- Problem to solve: Please count the lines in the items below that contain the string "body", with case mattering, and reply with only that number.

- Records shown:
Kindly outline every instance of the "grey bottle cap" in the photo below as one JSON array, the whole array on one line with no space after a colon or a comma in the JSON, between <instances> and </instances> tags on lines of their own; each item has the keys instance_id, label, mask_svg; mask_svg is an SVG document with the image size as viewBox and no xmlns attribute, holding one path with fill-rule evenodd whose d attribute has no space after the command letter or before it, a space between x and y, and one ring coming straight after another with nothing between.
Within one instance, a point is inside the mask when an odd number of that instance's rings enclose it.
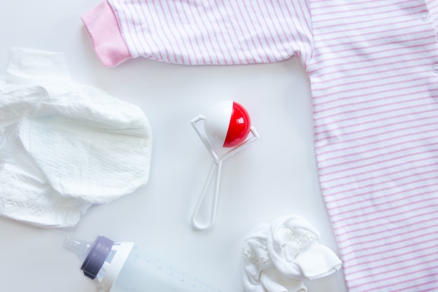
<instances>
[{"instance_id":1,"label":"grey bottle cap","mask_svg":"<svg viewBox=\"0 0 438 292\"><path fill-rule=\"evenodd\" d=\"M96 278L113 244L113 241L104 236L96 238L80 267L86 277L92 279Z\"/></svg>"}]
</instances>

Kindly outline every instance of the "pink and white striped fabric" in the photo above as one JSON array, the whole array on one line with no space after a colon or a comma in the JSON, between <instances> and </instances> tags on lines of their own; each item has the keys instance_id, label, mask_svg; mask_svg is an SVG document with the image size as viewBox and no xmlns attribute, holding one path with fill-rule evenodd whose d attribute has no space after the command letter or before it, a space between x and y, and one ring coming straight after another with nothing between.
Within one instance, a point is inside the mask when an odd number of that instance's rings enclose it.
<instances>
[{"instance_id":1,"label":"pink and white striped fabric","mask_svg":"<svg viewBox=\"0 0 438 292\"><path fill-rule=\"evenodd\" d=\"M106 66L298 57L349 290L438 291L438 2L108 0L100 11L118 29L100 34L95 11L83 20Z\"/></svg>"}]
</instances>

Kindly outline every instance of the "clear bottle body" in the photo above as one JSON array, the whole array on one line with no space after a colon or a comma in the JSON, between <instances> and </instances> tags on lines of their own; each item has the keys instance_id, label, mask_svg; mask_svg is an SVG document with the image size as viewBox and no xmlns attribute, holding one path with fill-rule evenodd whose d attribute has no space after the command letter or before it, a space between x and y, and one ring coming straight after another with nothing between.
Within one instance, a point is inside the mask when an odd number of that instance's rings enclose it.
<instances>
[{"instance_id":1,"label":"clear bottle body","mask_svg":"<svg viewBox=\"0 0 438 292\"><path fill-rule=\"evenodd\" d=\"M99 292L222 292L132 242L98 237L91 243L69 237L64 245L83 258L81 270L99 283Z\"/></svg>"},{"instance_id":2,"label":"clear bottle body","mask_svg":"<svg viewBox=\"0 0 438 292\"><path fill-rule=\"evenodd\" d=\"M134 246L108 292L220 292Z\"/></svg>"}]
</instances>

- Task result: 2